■ **EXERCISE REQUIREMENTS**
Present the data below as a Markdown table, numbering each line in a Row column and placing its text in a Line column. Leave out any blank lines.

[Location annotation dataset excerpts]
■ ■ ■ ■ ■

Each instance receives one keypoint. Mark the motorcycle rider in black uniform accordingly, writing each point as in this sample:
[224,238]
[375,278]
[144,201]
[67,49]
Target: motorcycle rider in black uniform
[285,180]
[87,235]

■ ■ ■ ■ ■

■ **RESPONSE BELOW**
| Row | Line |
|---|---|
| 1 | Each instance receives one keypoint. Mark the motorcycle rider in black uniform accordingly, writing each point as in this sample: |
| 2 | [224,238] |
| 3 | [375,278] |
| 4 | [144,201] |
| 5 | [67,49] |
| 6 | Target: motorcycle rider in black uniform |
| 7 | [285,180] |
| 8 | [87,235] |